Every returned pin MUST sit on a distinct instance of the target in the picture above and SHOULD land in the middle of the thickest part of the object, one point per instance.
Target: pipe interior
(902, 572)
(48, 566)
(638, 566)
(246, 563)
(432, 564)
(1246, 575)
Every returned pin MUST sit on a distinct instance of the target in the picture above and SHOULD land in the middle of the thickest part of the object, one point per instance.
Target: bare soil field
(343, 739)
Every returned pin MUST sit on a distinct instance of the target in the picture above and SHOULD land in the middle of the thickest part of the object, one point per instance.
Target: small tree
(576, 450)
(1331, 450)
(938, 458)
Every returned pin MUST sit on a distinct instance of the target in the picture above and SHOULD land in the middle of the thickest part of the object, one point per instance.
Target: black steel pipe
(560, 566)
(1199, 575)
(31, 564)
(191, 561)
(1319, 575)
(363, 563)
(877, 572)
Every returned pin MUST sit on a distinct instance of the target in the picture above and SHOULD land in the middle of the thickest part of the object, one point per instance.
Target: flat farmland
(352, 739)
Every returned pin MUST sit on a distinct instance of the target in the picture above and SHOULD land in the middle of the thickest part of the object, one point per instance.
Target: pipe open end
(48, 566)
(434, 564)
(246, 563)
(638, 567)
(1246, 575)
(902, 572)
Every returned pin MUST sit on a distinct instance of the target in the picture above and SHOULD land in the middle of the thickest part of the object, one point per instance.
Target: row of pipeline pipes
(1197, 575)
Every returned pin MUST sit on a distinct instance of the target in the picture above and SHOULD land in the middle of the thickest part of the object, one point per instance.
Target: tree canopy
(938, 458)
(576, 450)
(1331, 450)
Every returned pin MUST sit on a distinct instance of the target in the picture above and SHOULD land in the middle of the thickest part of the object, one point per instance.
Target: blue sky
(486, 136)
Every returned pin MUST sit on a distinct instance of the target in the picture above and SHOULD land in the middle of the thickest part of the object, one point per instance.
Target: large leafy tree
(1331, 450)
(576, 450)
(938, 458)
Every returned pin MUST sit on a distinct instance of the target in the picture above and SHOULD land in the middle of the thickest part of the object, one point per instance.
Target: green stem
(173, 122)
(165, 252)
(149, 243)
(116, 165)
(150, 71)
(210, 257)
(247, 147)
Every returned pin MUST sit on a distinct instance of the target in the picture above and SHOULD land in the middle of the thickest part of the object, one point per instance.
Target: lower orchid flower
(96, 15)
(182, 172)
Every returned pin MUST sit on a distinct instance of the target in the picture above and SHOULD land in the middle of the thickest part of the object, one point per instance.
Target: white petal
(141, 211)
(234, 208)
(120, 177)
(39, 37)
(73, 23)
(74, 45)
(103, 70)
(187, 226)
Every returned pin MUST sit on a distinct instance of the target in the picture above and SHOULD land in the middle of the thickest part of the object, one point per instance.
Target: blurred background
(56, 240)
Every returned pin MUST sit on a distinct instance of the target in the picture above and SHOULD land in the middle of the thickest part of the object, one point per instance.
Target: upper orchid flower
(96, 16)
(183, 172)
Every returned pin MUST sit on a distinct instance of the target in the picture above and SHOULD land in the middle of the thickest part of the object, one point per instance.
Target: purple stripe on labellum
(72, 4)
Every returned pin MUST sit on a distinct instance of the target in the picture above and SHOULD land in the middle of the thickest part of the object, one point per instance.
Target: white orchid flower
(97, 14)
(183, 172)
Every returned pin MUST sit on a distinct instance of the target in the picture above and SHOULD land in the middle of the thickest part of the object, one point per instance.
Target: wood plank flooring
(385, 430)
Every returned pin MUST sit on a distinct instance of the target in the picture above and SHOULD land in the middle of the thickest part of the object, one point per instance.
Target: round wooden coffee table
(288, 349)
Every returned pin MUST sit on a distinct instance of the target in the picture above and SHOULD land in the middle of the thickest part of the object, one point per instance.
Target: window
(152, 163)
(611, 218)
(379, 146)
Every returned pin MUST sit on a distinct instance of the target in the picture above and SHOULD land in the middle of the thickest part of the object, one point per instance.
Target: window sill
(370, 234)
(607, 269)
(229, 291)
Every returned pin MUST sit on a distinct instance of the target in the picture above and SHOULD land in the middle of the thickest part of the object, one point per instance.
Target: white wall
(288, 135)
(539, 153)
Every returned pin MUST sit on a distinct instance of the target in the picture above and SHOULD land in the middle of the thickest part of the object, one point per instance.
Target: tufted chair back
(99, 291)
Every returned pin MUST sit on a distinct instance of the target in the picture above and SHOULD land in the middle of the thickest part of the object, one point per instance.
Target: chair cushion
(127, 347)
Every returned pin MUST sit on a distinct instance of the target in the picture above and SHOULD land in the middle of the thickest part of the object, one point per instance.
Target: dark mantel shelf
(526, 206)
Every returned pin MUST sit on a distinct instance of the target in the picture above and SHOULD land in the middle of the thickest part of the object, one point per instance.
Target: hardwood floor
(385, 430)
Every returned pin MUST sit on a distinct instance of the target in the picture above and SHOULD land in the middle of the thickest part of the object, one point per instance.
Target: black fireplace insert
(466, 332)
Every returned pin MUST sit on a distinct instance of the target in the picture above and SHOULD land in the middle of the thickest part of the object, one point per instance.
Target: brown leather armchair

◆ ◆ ◆ ◆ ◆

AUFGABE ->
Welche Zeilen der Auflistung oben enthalten die Zeichenfolge „tree“? Zeige jede dieser Zeilen vollständig.

FERTIGE ANTWORT ->
Target: small tree
Target: tree canopy
Target: large leafy tree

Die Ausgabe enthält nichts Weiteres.